*Task instructions*:
Across the entries that follow, how many lines have the word "pictures" in them? Give only the number.

[Dataset entries]
* * * *
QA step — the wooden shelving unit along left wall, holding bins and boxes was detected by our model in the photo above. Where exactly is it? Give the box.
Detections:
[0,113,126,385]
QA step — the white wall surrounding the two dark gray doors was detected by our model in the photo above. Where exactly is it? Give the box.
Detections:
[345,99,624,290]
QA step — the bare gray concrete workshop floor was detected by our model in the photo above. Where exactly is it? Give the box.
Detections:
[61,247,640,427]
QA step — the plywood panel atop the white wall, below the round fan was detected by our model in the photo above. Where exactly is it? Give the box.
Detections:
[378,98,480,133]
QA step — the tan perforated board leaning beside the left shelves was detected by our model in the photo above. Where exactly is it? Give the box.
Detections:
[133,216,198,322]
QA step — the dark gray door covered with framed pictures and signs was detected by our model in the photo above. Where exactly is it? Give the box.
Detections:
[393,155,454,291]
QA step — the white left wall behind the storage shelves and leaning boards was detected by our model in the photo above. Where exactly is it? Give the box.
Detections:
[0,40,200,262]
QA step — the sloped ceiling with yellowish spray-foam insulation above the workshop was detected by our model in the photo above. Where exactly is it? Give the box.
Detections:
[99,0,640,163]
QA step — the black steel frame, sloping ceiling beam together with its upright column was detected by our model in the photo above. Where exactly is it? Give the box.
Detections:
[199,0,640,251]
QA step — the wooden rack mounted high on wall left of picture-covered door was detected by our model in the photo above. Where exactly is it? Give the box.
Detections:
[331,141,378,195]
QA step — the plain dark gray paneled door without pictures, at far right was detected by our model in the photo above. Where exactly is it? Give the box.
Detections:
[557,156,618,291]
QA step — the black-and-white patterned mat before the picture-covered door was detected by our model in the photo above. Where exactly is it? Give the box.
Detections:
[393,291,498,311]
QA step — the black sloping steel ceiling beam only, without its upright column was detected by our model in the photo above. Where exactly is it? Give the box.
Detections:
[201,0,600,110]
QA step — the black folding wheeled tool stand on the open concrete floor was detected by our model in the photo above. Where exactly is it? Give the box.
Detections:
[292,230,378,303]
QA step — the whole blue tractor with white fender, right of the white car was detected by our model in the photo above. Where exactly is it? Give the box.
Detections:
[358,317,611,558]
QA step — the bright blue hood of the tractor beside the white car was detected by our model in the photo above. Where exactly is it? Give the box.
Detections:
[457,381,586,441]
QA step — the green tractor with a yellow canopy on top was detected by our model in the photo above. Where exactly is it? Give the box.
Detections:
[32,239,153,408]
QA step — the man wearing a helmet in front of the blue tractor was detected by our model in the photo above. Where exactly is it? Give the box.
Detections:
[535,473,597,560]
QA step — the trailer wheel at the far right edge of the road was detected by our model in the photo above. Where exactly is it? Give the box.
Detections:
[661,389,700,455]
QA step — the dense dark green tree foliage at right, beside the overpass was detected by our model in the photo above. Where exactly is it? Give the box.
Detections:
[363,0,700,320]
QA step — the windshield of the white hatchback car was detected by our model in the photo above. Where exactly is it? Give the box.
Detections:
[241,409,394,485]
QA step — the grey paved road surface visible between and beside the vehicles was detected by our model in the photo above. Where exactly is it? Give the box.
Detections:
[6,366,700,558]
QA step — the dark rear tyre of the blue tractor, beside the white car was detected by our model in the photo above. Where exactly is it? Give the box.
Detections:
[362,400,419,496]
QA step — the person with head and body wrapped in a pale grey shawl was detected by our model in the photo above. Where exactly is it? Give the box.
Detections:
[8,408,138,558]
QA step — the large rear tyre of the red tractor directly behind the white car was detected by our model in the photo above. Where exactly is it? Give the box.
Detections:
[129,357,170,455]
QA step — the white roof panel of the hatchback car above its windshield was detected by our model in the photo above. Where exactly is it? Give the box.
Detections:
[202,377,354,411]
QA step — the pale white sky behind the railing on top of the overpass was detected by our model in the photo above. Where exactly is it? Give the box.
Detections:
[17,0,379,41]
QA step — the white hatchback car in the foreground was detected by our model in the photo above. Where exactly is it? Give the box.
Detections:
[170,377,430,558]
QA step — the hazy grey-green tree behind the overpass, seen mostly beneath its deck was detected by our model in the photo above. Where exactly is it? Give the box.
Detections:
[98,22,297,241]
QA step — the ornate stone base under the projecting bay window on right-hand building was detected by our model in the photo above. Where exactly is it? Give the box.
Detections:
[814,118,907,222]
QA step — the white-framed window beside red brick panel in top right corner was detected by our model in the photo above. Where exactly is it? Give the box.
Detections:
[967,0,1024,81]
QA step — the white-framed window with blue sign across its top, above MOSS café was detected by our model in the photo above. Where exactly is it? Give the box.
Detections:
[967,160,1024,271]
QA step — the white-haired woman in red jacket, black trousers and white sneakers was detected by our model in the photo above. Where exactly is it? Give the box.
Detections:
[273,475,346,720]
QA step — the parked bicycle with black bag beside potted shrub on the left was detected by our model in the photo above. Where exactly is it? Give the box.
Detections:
* * * *
*Answer*:
2